#### SELECTED TEXT
English Deutsch Français Italiano Español Português 繁體中文 Bahasa Indonesia Tiếng Việt ภาษาไทย
All categories

I am a 25 year old and a new father and soon to be husband. Me and my fiance met about a year ago and she just gave birth to our daughter. We are not getting married because we have a child but because we love each other. It just so happens that I am in the military and I will be getting out soon. I am orrigionally from Pennsylvania. She is 19 and just graduated high school ayear ago. I live in a state (Arkansas) where good paying, skilled jobsare very scarce. The majority of jobs in the area are low paying factory/warehouse jobs. I am forced to look out of state for decent paying jobs. My wife to be grew up in a small town and has lived a very sheltered life. She says that shes willing to move away with me if we have to. Her parents never said it was a bad idea but I can tell that they are not to crazy about the idea of me taking a job out of state. What should I do?

2007-06-01 05:25:04 · 10 answers · asked by Anonymous in Family & Relationships Marriage & Divorce

10 answers

Do what is best for you and your family. Of course her parents will miss her, and it will be hard on her as well, but once you get settled and make some friends, everything should be ok.

2007-06-01 05:29:34 · answer #1 · answered by AsianPersuasion :) 7 · 1 0

I would just suggest that you be very carefull. On one hand you have to make choices that will allow you and your wife to financially survive alone, but the hardships of being a very young mother raising her first child so far away from the help of her familly can be quite a strain. I recently moved away from my family for my husbands job and it was almost to dificult to bear. However, my husband was not supportive and helpfull with our children. So, if moving is what you have to do; then you need to make sure that you give your wife breaks from the children, take her out, and really do your part at home as well as at work. 19 years old is still very young I am sure that she doesn't even realize how much her familly means to her just yet, but she will soon.

2007-06-01 12:36:08 · answer #2 · answered by heath 2 · 1 0

You need to make the decision that is right for YOUR family. Her parents will miss her terribly but will be ok. The only time I would take parents into consideration for a move like this is if their health is failing, and there are no other family members there to care for them. In that case, then you should stay close or arrange for them to move with you. Just make sure that you are making this move for the right reasons. The wrong reasons could get you into serious trouble.

2007-06-01 13:02:28 · answer #3 · answered by Anonymous · 0 0

I have a much better idea seeing how JOBS are scarce, you have a new baby, and are getting married. STAY in the MILITARY! You get bonuses for re joining, you have full medical coverage for not only you but YOUR FAMILY. What better way to be able to "FULLY SUPPORT " your family? I certainly would think about staying in the Military if I were your age and now with new wife and baby. Jobs are very hard to come by---------most of them do not pay good money and most of them do not have benefits unless you are willing to pay "alot" of money for the benefits and once you do that you then have no money left to support your family. For right now I would say the Military seems to be the choice.

#### RECORDS
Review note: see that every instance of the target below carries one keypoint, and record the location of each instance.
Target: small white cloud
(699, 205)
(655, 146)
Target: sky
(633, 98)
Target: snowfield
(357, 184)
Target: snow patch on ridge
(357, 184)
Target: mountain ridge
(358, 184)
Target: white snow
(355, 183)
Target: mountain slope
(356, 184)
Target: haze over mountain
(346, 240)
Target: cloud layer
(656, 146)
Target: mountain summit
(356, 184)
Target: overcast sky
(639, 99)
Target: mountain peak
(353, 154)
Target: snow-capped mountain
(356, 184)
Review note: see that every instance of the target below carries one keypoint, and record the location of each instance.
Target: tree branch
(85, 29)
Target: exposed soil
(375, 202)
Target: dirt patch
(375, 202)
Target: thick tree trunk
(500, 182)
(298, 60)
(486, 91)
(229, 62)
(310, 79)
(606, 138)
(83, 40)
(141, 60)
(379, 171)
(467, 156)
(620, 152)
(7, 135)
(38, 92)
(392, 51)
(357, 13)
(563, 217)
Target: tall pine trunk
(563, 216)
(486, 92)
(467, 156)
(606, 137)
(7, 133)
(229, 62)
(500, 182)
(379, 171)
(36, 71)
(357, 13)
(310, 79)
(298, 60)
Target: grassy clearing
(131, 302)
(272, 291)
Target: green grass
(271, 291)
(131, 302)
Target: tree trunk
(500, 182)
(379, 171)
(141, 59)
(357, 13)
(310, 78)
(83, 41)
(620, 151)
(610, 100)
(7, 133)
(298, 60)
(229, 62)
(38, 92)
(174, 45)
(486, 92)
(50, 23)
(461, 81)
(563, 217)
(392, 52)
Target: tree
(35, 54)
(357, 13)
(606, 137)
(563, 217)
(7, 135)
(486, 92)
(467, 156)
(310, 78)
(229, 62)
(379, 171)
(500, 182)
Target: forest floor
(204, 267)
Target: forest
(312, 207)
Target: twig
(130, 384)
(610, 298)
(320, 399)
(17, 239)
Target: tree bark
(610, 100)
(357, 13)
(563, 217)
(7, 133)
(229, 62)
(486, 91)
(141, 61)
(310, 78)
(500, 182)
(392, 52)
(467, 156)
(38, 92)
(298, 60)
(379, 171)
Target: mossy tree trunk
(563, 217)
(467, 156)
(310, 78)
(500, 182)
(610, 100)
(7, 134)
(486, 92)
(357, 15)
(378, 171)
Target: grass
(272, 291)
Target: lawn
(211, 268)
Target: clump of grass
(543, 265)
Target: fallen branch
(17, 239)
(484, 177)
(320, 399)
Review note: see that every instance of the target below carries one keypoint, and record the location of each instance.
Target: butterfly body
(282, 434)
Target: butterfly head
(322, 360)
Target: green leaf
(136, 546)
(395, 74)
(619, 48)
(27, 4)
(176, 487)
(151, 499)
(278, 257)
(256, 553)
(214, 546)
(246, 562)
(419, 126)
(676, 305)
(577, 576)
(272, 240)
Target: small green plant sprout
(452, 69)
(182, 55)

#### EXERCISE REQUIREMENTS
Please continue the question-and-answer thread above about a new father weighing an out-of-state job, starting right after its last sentence.

#### OUTPUT OF THE EXERCISE
2007-06-01 12:36:09 · answer #4 · answered by nickle 5 · 0 1

You do what is best for you and your new family.
I am 27, met a man over 5 years ago and we have a child. I grew up in a small town in WV. Moved to where he was born and raised and things are wonderful. My parents hated it because they missed so much of what was happening to me and my daughter. But they never said anything, they supported my decisions and I have never been happier. I wish you the best and so many congratulations to you for everything.

2007-06-01 12:34:53 · answer #5 · answered by Anonymous · 1 0

Oh boy,..... she might be willing to go, but give her 2 weeks and she'll be crying for mommy and her hightschool friends, quite honestly, she is very young and probably inmature in comparison to you. Any woman needs ther network when giving birth to a child.

This is a hard situation. If I was you, I would use the G.I' bill and attend a local community college and work part time on odd jobs while you get a dregree and yoru life in track to be able to properly provide for your family.

If you take her our of her enviroment is will be a disaster. She will be home sick and will cry all the time and we'll be on you case 24/7 for lack of any other entretainment.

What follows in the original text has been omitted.